Records supplied —
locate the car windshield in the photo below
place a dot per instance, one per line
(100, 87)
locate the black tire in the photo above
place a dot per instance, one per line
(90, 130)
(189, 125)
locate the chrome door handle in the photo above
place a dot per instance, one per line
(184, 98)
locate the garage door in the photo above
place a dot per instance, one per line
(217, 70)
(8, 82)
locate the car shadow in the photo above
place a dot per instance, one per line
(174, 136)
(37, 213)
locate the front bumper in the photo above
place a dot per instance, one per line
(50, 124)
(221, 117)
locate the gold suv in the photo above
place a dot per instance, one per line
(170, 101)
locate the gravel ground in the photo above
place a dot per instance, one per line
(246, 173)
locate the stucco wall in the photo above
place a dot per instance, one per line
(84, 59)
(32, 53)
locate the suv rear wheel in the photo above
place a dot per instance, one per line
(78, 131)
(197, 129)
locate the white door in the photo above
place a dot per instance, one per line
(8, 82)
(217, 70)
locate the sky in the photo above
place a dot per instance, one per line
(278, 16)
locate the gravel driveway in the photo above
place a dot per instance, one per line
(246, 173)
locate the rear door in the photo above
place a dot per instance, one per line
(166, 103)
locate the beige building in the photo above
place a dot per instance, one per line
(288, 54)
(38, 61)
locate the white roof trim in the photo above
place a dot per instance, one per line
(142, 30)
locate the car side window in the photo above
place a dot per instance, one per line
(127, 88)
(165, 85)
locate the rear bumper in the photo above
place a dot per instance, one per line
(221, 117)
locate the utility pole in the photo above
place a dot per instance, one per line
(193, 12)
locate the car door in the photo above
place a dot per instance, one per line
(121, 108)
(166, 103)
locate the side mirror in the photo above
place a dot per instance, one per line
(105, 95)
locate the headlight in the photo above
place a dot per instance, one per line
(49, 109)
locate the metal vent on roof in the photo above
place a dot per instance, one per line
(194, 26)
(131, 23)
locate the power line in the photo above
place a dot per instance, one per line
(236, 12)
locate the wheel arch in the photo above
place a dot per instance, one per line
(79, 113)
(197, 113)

Exercise objective —
A complete answer gives every line of the records holding "wheel".

Output for this task —
locate the suv rear wheel in the photo above
locate the wheel arch in the photo above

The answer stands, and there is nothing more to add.